> **EXERCISE OBJECTIVE**: Tally every line of the material where "forested" occurs, then write the total by itself.

[DATA RECORDS Boundary: Start]

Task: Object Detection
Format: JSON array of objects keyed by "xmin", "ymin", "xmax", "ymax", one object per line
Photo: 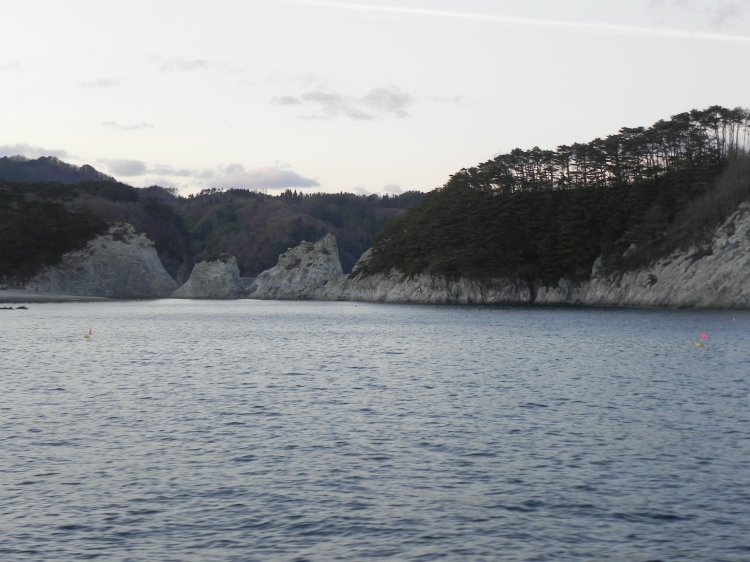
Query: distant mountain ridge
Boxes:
[{"xmin": 0, "ymin": 155, "xmax": 114, "ymax": 184}]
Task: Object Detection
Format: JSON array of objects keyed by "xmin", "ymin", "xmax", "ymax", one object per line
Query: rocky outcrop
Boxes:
[
  {"xmin": 171, "ymin": 255, "xmax": 247, "ymax": 299},
  {"xmin": 534, "ymin": 202, "xmax": 750, "ymax": 309},
  {"xmin": 321, "ymin": 202, "xmax": 750, "ymax": 309},
  {"xmin": 247, "ymin": 234, "xmax": 343, "ymax": 299},
  {"xmin": 241, "ymin": 202, "xmax": 750, "ymax": 309},
  {"xmin": 322, "ymin": 250, "xmax": 531, "ymax": 304},
  {"xmin": 27, "ymin": 223, "xmax": 179, "ymax": 298}
]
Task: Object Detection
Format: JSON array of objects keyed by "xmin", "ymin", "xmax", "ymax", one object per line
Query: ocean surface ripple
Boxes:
[{"xmin": 1, "ymin": 300, "xmax": 749, "ymax": 561}]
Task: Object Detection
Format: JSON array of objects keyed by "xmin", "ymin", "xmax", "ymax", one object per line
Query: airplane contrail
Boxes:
[{"xmin": 278, "ymin": 0, "xmax": 750, "ymax": 43}]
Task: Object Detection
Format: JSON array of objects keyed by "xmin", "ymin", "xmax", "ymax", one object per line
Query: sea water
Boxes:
[{"xmin": 1, "ymin": 300, "xmax": 749, "ymax": 561}]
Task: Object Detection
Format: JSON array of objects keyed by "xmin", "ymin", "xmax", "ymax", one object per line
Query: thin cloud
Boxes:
[
  {"xmin": 271, "ymin": 95, "xmax": 302, "ymax": 106},
  {"xmin": 301, "ymin": 91, "xmax": 371, "ymax": 120},
  {"xmin": 99, "ymin": 159, "xmax": 147, "ymax": 177},
  {"xmin": 432, "ymin": 95, "xmax": 462, "ymax": 104},
  {"xmin": 281, "ymin": 0, "xmax": 750, "ymax": 42},
  {"xmin": 361, "ymin": 87, "xmax": 411, "ymax": 118},
  {"xmin": 99, "ymin": 160, "xmax": 208, "ymax": 178},
  {"xmin": 83, "ymin": 159, "xmax": 320, "ymax": 191},
  {"xmin": 79, "ymin": 77, "xmax": 121, "ymax": 88},
  {"xmin": 213, "ymin": 166, "xmax": 320, "ymax": 190},
  {"xmin": 160, "ymin": 58, "xmax": 211, "ymax": 72},
  {"xmin": 0, "ymin": 143, "xmax": 70, "ymax": 159},
  {"xmin": 0, "ymin": 62, "xmax": 21, "ymax": 72},
  {"xmin": 274, "ymin": 85, "xmax": 413, "ymax": 120},
  {"xmin": 149, "ymin": 164, "xmax": 196, "ymax": 177},
  {"xmin": 103, "ymin": 121, "xmax": 155, "ymax": 131},
  {"xmin": 292, "ymin": 73, "xmax": 329, "ymax": 88},
  {"xmin": 158, "ymin": 57, "xmax": 241, "ymax": 73},
  {"xmin": 707, "ymin": 1, "xmax": 746, "ymax": 27},
  {"xmin": 650, "ymin": 0, "xmax": 747, "ymax": 28}
]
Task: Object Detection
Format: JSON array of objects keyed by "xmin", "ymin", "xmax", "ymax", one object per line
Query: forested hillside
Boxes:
[
  {"xmin": 0, "ymin": 180, "xmax": 192, "ymax": 280},
  {"xmin": 0, "ymin": 156, "xmax": 115, "ymax": 183},
  {"xmin": 179, "ymin": 188, "xmax": 423, "ymax": 275},
  {"xmin": 0, "ymin": 190, "xmax": 108, "ymax": 279},
  {"xmin": 364, "ymin": 106, "xmax": 750, "ymax": 283},
  {"xmin": 0, "ymin": 172, "xmax": 424, "ymax": 281}
]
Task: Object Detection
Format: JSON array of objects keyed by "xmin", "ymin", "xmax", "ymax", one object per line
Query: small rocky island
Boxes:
[
  {"xmin": 172, "ymin": 255, "xmax": 247, "ymax": 299},
  {"xmin": 247, "ymin": 234, "xmax": 343, "ymax": 300}
]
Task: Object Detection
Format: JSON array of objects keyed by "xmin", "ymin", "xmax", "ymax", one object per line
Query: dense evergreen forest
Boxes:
[
  {"xmin": 0, "ymin": 189, "xmax": 108, "ymax": 279},
  {"xmin": 364, "ymin": 106, "xmax": 750, "ymax": 283},
  {"xmin": 0, "ymin": 168, "xmax": 424, "ymax": 281}
]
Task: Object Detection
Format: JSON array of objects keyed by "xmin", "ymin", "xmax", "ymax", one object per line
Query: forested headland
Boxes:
[{"xmin": 363, "ymin": 106, "xmax": 750, "ymax": 283}]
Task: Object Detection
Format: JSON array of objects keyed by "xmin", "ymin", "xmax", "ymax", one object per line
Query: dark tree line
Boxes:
[
  {"xmin": 364, "ymin": 106, "xmax": 750, "ymax": 283},
  {"xmin": 453, "ymin": 106, "xmax": 749, "ymax": 195},
  {"xmin": 0, "ymin": 191, "xmax": 107, "ymax": 279}
]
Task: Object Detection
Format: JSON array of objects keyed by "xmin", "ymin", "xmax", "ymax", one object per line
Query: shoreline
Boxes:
[
  {"xmin": 1, "ymin": 289, "xmax": 748, "ymax": 311},
  {"xmin": 0, "ymin": 290, "xmax": 110, "ymax": 303}
]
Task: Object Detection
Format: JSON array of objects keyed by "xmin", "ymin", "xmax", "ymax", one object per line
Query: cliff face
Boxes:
[
  {"xmin": 247, "ymin": 234, "xmax": 343, "ymax": 300},
  {"xmin": 323, "ymin": 203, "xmax": 750, "ymax": 309},
  {"xmin": 27, "ymin": 223, "xmax": 179, "ymax": 298},
  {"xmin": 323, "ymin": 262, "xmax": 531, "ymax": 304},
  {"xmin": 535, "ymin": 202, "xmax": 750, "ymax": 309},
  {"xmin": 224, "ymin": 202, "xmax": 750, "ymax": 308},
  {"xmin": 171, "ymin": 255, "xmax": 247, "ymax": 299}
]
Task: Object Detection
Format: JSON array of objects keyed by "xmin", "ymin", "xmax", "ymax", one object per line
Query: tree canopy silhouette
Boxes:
[{"xmin": 364, "ymin": 106, "xmax": 750, "ymax": 283}]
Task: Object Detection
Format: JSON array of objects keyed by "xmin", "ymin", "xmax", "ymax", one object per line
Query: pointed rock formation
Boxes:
[
  {"xmin": 171, "ymin": 254, "xmax": 247, "ymax": 299},
  {"xmin": 247, "ymin": 233, "xmax": 343, "ymax": 299},
  {"xmin": 27, "ymin": 223, "xmax": 179, "ymax": 298}
]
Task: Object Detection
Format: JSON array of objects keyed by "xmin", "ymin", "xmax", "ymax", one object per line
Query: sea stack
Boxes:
[
  {"xmin": 247, "ymin": 233, "xmax": 344, "ymax": 299},
  {"xmin": 26, "ymin": 223, "xmax": 179, "ymax": 298},
  {"xmin": 171, "ymin": 254, "xmax": 247, "ymax": 299}
]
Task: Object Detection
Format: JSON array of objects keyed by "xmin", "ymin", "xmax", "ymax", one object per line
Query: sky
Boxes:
[{"xmin": 1, "ymin": 0, "xmax": 749, "ymax": 195}]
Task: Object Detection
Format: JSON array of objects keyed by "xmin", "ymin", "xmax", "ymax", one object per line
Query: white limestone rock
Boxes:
[
  {"xmin": 247, "ymin": 234, "xmax": 344, "ymax": 300},
  {"xmin": 27, "ymin": 223, "xmax": 179, "ymax": 298},
  {"xmin": 321, "ymin": 247, "xmax": 531, "ymax": 303},
  {"xmin": 322, "ymin": 201, "xmax": 750, "ymax": 309},
  {"xmin": 534, "ymin": 202, "xmax": 750, "ymax": 309},
  {"xmin": 322, "ymin": 269, "xmax": 531, "ymax": 304},
  {"xmin": 171, "ymin": 254, "xmax": 247, "ymax": 299}
]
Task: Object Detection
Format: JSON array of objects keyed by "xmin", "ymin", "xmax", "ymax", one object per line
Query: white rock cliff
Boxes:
[
  {"xmin": 322, "ymin": 256, "xmax": 532, "ymax": 304},
  {"xmin": 216, "ymin": 201, "xmax": 750, "ymax": 308},
  {"xmin": 172, "ymin": 255, "xmax": 247, "ymax": 299},
  {"xmin": 320, "ymin": 202, "xmax": 750, "ymax": 309},
  {"xmin": 27, "ymin": 223, "xmax": 179, "ymax": 298},
  {"xmin": 535, "ymin": 202, "xmax": 750, "ymax": 309},
  {"xmin": 247, "ymin": 233, "xmax": 343, "ymax": 299}
]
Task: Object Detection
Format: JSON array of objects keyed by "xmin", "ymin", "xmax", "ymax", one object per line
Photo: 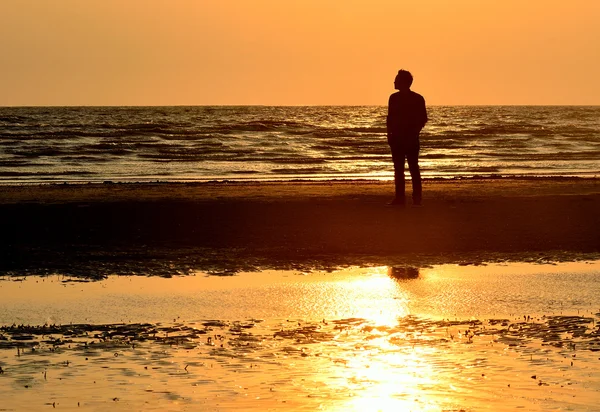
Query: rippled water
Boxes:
[
  {"xmin": 1, "ymin": 106, "xmax": 599, "ymax": 183},
  {"xmin": 1, "ymin": 262, "xmax": 600, "ymax": 410},
  {"xmin": 2, "ymin": 262, "xmax": 600, "ymax": 324}
]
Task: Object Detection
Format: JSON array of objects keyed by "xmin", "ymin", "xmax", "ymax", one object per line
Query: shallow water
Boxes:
[
  {"xmin": 2, "ymin": 262, "xmax": 599, "ymax": 325},
  {"xmin": 1, "ymin": 261, "xmax": 600, "ymax": 410}
]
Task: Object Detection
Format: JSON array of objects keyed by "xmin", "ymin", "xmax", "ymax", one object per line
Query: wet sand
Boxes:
[
  {"xmin": 1, "ymin": 178, "xmax": 600, "ymax": 277},
  {"xmin": 1, "ymin": 262, "xmax": 600, "ymax": 411},
  {"xmin": 2, "ymin": 178, "xmax": 600, "ymax": 410}
]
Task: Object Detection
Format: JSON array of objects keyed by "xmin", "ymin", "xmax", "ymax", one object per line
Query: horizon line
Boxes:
[{"xmin": 2, "ymin": 104, "xmax": 600, "ymax": 108}]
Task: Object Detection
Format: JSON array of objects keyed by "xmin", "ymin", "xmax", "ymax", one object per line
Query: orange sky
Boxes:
[{"xmin": 2, "ymin": 0, "xmax": 599, "ymax": 106}]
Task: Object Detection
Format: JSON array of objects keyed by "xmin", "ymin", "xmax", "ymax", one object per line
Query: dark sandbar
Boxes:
[{"xmin": 1, "ymin": 178, "xmax": 599, "ymax": 277}]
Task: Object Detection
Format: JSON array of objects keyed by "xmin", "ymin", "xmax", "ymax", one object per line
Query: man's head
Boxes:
[{"xmin": 394, "ymin": 70, "xmax": 413, "ymax": 91}]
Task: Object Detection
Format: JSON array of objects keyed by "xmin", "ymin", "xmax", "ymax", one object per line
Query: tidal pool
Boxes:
[{"xmin": 1, "ymin": 261, "xmax": 599, "ymax": 411}]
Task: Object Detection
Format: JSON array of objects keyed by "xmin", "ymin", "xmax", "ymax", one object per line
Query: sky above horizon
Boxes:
[{"xmin": 2, "ymin": 0, "xmax": 600, "ymax": 106}]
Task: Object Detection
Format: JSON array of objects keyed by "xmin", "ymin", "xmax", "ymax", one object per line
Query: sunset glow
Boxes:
[{"xmin": 2, "ymin": 0, "xmax": 599, "ymax": 105}]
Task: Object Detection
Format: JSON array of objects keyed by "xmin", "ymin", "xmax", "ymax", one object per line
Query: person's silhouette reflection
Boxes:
[
  {"xmin": 387, "ymin": 266, "xmax": 420, "ymax": 280},
  {"xmin": 386, "ymin": 70, "xmax": 428, "ymax": 207}
]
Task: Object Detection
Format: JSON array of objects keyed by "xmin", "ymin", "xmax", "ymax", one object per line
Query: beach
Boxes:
[
  {"xmin": 2, "ymin": 263, "xmax": 600, "ymax": 411},
  {"xmin": 2, "ymin": 177, "xmax": 599, "ymax": 276},
  {"xmin": 3, "ymin": 0, "xmax": 600, "ymax": 408},
  {"xmin": 2, "ymin": 177, "xmax": 600, "ymax": 411}
]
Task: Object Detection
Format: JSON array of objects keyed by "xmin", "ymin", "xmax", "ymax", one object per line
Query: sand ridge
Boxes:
[{"xmin": 1, "ymin": 178, "xmax": 600, "ymax": 277}]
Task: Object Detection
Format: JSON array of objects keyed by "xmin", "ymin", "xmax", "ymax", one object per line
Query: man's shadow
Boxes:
[{"xmin": 387, "ymin": 266, "xmax": 420, "ymax": 280}]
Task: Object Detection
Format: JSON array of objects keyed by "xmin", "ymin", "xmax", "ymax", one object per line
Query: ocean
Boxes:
[{"xmin": 0, "ymin": 106, "xmax": 599, "ymax": 183}]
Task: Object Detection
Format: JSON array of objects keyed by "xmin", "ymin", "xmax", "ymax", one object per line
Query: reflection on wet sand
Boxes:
[
  {"xmin": 388, "ymin": 266, "xmax": 420, "ymax": 280},
  {"xmin": 1, "ymin": 314, "xmax": 599, "ymax": 411},
  {"xmin": 1, "ymin": 261, "xmax": 600, "ymax": 410}
]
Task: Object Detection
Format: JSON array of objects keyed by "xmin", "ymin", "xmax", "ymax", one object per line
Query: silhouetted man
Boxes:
[{"xmin": 387, "ymin": 69, "xmax": 428, "ymax": 206}]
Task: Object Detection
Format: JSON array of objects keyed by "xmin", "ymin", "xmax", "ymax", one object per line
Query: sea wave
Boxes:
[{"xmin": 1, "ymin": 106, "xmax": 599, "ymax": 182}]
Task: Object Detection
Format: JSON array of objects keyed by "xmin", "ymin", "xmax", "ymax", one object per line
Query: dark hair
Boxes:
[{"xmin": 395, "ymin": 70, "xmax": 413, "ymax": 89}]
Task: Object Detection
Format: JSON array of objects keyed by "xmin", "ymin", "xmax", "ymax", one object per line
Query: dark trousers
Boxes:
[{"xmin": 389, "ymin": 140, "xmax": 422, "ymax": 203}]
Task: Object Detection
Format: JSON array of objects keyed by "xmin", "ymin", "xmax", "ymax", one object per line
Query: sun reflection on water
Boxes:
[
  {"xmin": 2, "ymin": 262, "xmax": 600, "ymax": 410},
  {"xmin": 334, "ymin": 346, "xmax": 444, "ymax": 412},
  {"xmin": 334, "ymin": 266, "xmax": 414, "ymax": 327},
  {"xmin": 308, "ymin": 266, "xmax": 454, "ymax": 411}
]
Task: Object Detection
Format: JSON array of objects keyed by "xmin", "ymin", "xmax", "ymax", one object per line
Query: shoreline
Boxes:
[
  {"xmin": 1, "ymin": 174, "xmax": 599, "ymax": 186},
  {"xmin": 2, "ymin": 177, "xmax": 599, "ymax": 277},
  {"xmin": 2, "ymin": 175, "xmax": 600, "ymax": 202}
]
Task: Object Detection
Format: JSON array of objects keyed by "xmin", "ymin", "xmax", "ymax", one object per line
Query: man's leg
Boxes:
[
  {"xmin": 406, "ymin": 143, "xmax": 422, "ymax": 205},
  {"xmin": 390, "ymin": 145, "xmax": 406, "ymax": 204}
]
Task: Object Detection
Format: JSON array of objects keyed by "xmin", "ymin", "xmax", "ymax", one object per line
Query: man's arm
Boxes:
[
  {"xmin": 386, "ymin": 95, "xmax": 394, "ymax": 135},
  {"xmin": 419, "ymin": 95, "xmax": 428, "ymax": 130}
]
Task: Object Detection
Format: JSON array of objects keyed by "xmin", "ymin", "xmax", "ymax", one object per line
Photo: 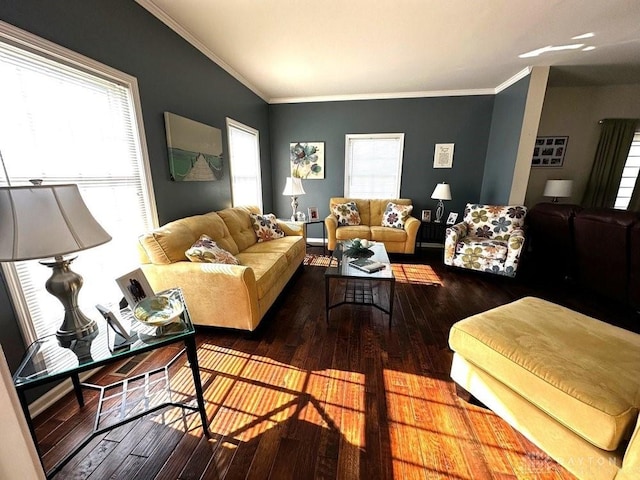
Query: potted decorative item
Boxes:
[{"xmin": 343, "ymin": 238, "xmax": 374, "ymax": 258}]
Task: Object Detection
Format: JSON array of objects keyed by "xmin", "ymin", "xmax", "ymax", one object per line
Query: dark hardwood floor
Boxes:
[{"xmin": 33, "ymin": 246, "xmax": 638, "ymax": 479}]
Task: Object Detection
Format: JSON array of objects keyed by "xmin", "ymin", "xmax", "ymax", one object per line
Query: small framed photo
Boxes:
[
  {"xmin": 116, "ymin": 268, "xmax": 155, "ymax": 308},
  {"xmin": 446, "ymin": 212, "xmax": 459, "ymax": 225},
  {"xmin": 308, "ymin": 206, "xmax": 319, "ymax": 220},
  {"xmin": 421, "ymin": 209, "xmax": 432, "ymax": 222}
]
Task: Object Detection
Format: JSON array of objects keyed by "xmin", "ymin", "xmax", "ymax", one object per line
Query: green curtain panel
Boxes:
[{"xmin": 581, "ymin": 119, "xmax": 638, "ymax": 208}]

[DATA RECORDS Boundary: End]

> **RESULT**: 2